Mozaik Peradaban Islam

Kisah Kareem Abdul Jabbar (2): Tidak Ada Tempat Aman untuk Kareem Kecil

in Mualaf

Last updated on June 23rd, 2020 01:55 pm

Kareem, sang legenda NBA, semasa kecil tumbuh dengan sensitifitas dan “kemarahan”, karena kerap kali dia dikatai “negro”,  sebuah panggilan yang ditujukan untuk melecehkan orang kulit hitam.

Kareem Abdul Jabbar muda. Sumber: Patrice Dickerson/Pinterest

Kareem Abdul Jabbar Lahir di New York, dua tahun setelah akhir Perang Dunia II.  Dia adalah anak pendiam dan canggung yang hanya memiliki ketertarikan pada buku dan kisah-kisah sejarah. Dia tumbuh di lingkungan proyek perumahan multicultural, yang membuatnya baru menyadari dirinya berkulit hitam saat memandang fotonya ketika kelas tiga sekolah dasar.

Dia anak semata wayang dari pasangan penganut Katholik. Ayahnya bernama Ferdinand Lewis Alcindor, berwatak tegas dengan wajah dan bahasa tubuh yang dingin, bekerja sebagai transit police officer,[1] yang juga musisi Jazz. Sedangkan ibunya, Cora Lilian seorang perempuan yang “terlalu melindungi”, pekerja toko yang bertugas memeriksa label harga. [2]

Kareem menuturkan,[3] dia dibesarkan dalam suasana kepatuhan. Ayahnya adalah seseorang yang terbiasa dengan serangkaian aturan, lalu dia juga duduk di sekolah Katholik yang di dalamnya terdapat pendeta dan suster yang memegang teguh aturan, dan dia juga berlatih basket di mana sang pelatih juga menerapkan banyak aturan.

[Catatan identifikasi posisi]
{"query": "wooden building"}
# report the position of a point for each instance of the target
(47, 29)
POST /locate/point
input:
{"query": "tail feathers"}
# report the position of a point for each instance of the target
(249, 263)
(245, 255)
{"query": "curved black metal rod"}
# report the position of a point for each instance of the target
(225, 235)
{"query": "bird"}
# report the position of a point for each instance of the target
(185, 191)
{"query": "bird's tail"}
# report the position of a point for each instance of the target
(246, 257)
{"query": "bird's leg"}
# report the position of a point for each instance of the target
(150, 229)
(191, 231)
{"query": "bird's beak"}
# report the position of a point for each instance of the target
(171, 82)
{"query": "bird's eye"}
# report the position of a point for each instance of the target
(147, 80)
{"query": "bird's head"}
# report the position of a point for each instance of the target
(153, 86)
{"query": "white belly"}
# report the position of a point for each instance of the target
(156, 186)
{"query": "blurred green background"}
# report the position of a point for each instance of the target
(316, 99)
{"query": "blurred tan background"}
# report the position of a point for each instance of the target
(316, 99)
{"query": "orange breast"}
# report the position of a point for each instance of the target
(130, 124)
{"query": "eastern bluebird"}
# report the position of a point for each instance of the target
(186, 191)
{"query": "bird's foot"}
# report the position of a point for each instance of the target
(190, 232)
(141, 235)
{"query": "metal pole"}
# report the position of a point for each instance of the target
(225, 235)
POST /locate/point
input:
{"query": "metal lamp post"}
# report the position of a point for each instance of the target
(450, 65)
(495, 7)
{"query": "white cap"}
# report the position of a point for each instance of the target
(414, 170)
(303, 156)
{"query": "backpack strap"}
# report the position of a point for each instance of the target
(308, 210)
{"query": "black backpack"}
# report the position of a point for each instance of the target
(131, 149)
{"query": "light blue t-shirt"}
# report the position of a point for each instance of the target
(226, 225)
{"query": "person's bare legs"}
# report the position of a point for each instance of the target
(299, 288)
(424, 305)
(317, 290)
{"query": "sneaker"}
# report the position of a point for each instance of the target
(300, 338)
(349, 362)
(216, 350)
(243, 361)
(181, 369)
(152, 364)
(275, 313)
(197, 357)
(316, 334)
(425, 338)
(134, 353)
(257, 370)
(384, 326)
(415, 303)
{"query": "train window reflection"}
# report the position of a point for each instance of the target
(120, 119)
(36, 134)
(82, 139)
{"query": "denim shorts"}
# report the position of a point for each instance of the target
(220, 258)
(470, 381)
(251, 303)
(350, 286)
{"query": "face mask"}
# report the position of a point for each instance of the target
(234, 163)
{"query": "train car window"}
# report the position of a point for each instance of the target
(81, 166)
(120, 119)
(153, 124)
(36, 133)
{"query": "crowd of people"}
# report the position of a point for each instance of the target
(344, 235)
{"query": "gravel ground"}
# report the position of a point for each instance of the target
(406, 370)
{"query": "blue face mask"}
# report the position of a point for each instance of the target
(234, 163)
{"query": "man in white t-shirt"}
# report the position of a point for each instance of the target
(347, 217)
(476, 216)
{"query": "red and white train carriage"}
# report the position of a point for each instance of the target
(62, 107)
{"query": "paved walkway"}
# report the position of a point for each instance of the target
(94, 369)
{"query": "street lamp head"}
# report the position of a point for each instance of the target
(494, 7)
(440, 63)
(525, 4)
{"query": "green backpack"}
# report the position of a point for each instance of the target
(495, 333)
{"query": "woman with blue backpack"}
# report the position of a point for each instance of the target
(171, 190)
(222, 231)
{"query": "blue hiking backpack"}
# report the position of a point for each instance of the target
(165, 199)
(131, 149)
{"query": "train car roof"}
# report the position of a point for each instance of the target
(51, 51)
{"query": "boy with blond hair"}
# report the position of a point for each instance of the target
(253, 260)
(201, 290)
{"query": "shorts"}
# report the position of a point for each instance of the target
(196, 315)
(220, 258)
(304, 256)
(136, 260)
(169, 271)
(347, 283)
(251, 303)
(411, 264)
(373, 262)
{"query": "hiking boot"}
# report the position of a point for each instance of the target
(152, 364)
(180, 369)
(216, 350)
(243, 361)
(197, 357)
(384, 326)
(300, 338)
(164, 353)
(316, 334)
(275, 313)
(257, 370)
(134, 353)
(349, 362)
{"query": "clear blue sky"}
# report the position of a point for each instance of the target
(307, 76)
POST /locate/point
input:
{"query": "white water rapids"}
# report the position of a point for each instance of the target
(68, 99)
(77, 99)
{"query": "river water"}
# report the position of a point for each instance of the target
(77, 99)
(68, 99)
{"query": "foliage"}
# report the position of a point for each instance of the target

- **Tujuan Tugas**
(1) Dalam teks tentang masa kecil Kareem Abdul Jabbar, apa pekerjaan ibunya?
(2) Tuliskan tanpa perubahan bagian teks tentang masa kecil Kareem Abdul Jabbar yang dimulai pada kata-kata yang memuat "Kareem menuturkan,[3] dia"; berhenti setelah "menerapkan banyak aturan.".

- **Jawaban Tiap Tugas**
(1) Ibunya, Cora Lilian, bekerja di toko dan bertugas memeriksa label harga.

(2)
Kareem menuturkan,[3] dia dibesarkan dalam suasana kepatuhan. Ayahnya adalah seseorang yang terbiasa dengan serangkaian aturan, lalu dia juga duduk di sekolah Katholik yang di dalamnya terdapat pendeta dan suster yang memegang teguh aturan, dan dia juga berlatih basket di mana sang pelatih juga menerapkan banyak aturan.